## Source passage
------------------------------

NIFTE devices are particularly well suited to these sorts of applications, because they are applications in which a high grade energy source (e.g. electricity) is already being used for pumping and heating at the same time. Therefore, a NIFTE device can replace the ensemble of pump plus heater, pumping a fluid and dumping its waste heat in the same fluid, with much greater reliability and at lower cost. Furthermore, the ratio of heating power to pumping power can be changed in real time, simply by adjusting the NIFTE's feedback valve to select a more efficient (high pumping power, low heating power) or less efficient (low pumping power, high heating power) operating regime.

Absorption refrigerators
Absorption refrigeration cycles (ammonia-water, lithium bromide - hydrogen - water and others) are a thermally powered alternative to vapour compression refrigeration cycles. Unlike vapour compression cycles, absorption cycles do not rely on mechanical compressors, which are costly and require electricity to operate.

------------------------------

## Instruction A
Duplicate the entries exactly, starting at their first line and stopping after the line that contains "59], [443, 61]]", with both of those lines included.
The passage on NIFTE devices and the entries that follow are unrelated to each other.

## Data supplied
------------------------------

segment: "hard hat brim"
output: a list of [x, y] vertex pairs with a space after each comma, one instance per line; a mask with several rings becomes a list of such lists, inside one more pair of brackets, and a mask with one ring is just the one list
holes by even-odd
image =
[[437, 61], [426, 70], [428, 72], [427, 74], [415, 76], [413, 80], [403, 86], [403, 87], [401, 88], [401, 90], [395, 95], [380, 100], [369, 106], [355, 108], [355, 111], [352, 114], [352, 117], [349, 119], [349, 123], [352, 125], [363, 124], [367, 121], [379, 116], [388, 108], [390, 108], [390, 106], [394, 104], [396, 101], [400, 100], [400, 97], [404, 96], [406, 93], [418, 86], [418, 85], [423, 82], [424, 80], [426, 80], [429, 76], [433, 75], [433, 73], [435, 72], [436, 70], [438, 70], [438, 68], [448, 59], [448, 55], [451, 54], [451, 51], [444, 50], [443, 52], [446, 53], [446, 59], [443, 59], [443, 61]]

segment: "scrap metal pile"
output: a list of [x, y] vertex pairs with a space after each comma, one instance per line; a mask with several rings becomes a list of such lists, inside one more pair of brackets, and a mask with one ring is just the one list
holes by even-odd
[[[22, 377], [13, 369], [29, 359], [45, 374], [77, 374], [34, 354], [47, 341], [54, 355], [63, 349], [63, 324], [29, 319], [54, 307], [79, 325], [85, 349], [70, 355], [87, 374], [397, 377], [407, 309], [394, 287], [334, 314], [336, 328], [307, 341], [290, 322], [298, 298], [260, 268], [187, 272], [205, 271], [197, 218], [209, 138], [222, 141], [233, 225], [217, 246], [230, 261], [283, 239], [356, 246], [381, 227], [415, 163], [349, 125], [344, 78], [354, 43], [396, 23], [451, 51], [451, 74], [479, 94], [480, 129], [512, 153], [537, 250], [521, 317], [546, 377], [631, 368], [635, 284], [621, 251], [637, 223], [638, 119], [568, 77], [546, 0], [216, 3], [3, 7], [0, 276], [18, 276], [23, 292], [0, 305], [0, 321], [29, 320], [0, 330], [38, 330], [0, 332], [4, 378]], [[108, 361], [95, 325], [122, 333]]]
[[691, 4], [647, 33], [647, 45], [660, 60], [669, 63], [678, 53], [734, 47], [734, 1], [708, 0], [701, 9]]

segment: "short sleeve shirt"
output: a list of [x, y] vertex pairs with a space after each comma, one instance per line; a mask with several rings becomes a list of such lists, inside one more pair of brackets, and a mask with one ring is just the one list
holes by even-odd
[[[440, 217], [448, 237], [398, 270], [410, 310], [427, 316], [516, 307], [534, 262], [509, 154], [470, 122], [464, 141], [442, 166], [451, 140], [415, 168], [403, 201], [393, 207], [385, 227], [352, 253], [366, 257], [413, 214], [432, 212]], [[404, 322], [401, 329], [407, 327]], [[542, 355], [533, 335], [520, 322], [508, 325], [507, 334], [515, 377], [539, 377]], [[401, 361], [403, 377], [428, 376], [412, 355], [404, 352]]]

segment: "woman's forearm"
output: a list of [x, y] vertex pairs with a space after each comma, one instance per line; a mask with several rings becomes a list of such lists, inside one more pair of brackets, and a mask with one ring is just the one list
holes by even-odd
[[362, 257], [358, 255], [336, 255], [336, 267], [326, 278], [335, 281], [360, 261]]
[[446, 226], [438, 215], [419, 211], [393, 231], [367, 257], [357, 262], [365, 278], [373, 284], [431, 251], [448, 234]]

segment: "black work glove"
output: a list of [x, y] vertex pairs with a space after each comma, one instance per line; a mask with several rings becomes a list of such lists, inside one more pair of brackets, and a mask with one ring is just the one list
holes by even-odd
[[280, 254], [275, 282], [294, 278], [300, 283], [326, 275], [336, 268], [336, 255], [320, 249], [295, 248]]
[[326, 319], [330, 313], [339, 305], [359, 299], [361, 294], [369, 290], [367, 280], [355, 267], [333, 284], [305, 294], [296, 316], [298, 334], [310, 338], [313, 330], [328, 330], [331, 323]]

------------------------------

## Instruction B
Answer these questions from the passage on NIFTE devices:
(i) What part of a NIFTE device is adjusted to change the ratio of heating power to pumping power?
(ii) What example of a high grade energy source does the passage give?
(iii) Unlike vapour compression cycles, what do absorption cycles not rely on?

## Correct output A
segment: "hard hat brim"
output: a list of [x, y] vertex pairs with a space after each comma, one instance per line; a mask with several rings becomes a list of such lists, inside one more pair of brackets, and a mask with one ring is just the one list
holes by even-odd
image =
[[437, 61], [426, 70], [428, 72], [427, 74], [415, 76], [413, 80], [403, 86], [403, 87], [401, 88], [401, 90], [395, 95], [380, 100], [369, 106], [355, 108], [355, 111], [352, 114], [352, 117], [349, 119], [349, 123], [352, 125], [363, 124], [367, 121], [379, 116], [388, 108], [390, 108], [390, 106], [394, 104], [396, 101], [400, 100], [400, 97], [404, 96], [406, 93], [418, 86], [418, 85], [423, 82], [424, 80], [426, 80], [429, 76], [433, 75], [433, 73], [435, 72], [436, 70], [438, 70], [438, 68], [448, 59], [448, 55], [451, 54], [451, 51], [444, 50], [443, 52], [446, 53], [446, 59], [443, 59], [443, 61]]

## Correct output B
(i) The feedback valve.
(ii) Electricity.
(iii) Mechanical compressors.